(TRAVAIL À FAIRE):
(a) Dressez la liste de tous les organismes que l'extrait désigne par leur nom propre.
(b) Prélevez sans rien modifier, dans l'extrait, tout le passage allant de « Tracking : géolocalisation, traçage » jusqu'à « à ce sujet. ».

───── EXTRAIT DU DOCUMENT

Selon l'Agence nationale de santé publique ou le Dictionnaire médical de l'Académie de médecine, la notion de comorbidité se « caractérise par l’existence d’une maladie principale dite “primaire” ou “index” associée à de multiples et spécifiques conditions cliniques ». La « comorbidité » se distingue ainsi de la « multimorbidité » correspondant, selon ces mêmes sources, à « la somme de conditions cliniques sans que prédomine une maladie principale ».
Coping : affronter une situation éprouvante
« Le « coping », selon la Commission d’enrichissement de la langue française, est un anglicisme devenu assez courant en français dans les domaines de la santé et de la psychologie, qui signifie : « ensemble des stratégies comportementales et des ressources émotionnelles auxquelles recourt un individu lorsqu’il est confronté à une situation éprouvante ». D’où l’équivalent d’une efficace simplicité proposé par la CELF : « faire-face ».
Tracking : géolocalisation, traçage et reconstitution de parcours
« On entend beaucoup parler, en ce moment, de l’« opportunité d’une stratégie numérique d’identification des personnes ayant été au contact de personnes infectées », autrement dit du « tracking ». Pourquoi une notion qui a autant d’incidences sur la vie de chacun, d’un point de vue médical comme de celui des libertés publiques, n'est-elle exprimée qu'à travers un anglicisme aussi peu explicite ? N’est-il pas urgent d’en proposer un (ou plusieurs) équivalent, ne serait-ce que pour clarifier les termes du débat public ? C’est la question que s’est posée la Commission d’enrichissement de la langue française, au moment où le gouvernement vient d’installer un Comité analyse, recherche et expertise, qui doit faire des propositions à ce sujet.

──────────
───── DONNÉES FOURNIES

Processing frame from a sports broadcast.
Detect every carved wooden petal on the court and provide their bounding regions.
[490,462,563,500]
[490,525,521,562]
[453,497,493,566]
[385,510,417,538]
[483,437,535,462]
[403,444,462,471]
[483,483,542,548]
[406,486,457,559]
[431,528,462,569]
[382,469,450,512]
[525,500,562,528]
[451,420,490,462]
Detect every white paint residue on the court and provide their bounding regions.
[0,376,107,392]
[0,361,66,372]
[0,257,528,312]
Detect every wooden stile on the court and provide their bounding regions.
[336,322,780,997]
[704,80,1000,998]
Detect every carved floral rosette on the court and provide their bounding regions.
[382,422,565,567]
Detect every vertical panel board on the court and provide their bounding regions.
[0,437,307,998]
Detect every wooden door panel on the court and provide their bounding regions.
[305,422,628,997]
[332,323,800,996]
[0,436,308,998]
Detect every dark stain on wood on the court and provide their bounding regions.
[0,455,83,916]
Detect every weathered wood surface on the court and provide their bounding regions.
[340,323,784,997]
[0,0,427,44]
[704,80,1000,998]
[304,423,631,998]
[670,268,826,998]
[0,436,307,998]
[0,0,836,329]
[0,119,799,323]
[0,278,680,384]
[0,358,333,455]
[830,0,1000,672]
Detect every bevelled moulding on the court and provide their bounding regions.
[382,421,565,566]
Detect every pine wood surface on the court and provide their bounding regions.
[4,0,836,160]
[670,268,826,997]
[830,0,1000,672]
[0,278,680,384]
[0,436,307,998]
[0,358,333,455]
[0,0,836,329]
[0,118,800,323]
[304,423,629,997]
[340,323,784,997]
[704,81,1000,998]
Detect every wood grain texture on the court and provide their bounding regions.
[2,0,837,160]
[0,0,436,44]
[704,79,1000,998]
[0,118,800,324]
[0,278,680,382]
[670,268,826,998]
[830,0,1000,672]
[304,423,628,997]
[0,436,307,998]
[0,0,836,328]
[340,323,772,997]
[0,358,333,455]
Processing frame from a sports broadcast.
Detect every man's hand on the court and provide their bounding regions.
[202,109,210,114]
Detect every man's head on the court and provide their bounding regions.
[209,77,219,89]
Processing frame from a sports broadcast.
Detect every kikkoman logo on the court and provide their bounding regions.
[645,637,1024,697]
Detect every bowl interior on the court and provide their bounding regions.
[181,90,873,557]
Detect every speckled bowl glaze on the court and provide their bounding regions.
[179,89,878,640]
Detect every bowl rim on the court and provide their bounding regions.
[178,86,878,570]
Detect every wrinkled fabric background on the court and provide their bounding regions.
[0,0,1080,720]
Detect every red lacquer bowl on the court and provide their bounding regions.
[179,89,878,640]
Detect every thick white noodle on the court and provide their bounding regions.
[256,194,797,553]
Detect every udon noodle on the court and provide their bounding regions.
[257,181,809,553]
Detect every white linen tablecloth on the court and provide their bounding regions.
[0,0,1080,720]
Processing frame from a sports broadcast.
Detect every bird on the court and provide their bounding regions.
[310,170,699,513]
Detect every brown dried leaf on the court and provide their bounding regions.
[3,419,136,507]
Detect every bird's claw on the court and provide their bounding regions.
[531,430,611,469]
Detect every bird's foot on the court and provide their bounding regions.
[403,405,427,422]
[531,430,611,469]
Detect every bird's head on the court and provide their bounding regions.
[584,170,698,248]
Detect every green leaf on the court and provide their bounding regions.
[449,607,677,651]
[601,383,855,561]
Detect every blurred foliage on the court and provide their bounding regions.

──────────

(RÉPONSES SUCCESSIVES):
(a)
- Agence nationale de santé publique
- Académie de médecine
- Commission d'enrichissement de la langue française
- Comité analyse, recherche et expertise

(b)
Tracking : géolocalisation, traçage et reconstitution de parcours
« On entend beaucoup parler, en ce moment, de l’« opportunité d’une stratégie numérique d’identification des personnes ayant été au contact de personnes infectées », autrement dit du « tracking ». Pourquoi une notion qui a autant d’incidences sur la vie de chacun, d’un point de vue médical comme de celui des libertés publiques, n'est-elle exprimée qu'à travers un anglicisme aussi peu explicite ? N’est-il pas urgent d’en proposer un (ou plusieurs) équivalent, ne serait-ce que pour clarifier les termes du débat public ? C’est la question que s’est posée la Commission d’enrichissement de la langue française, au moment où le gouvernement vient d’installer un Comité analyse, recherche et expertise, qui doit faire des propositions à ce sujet.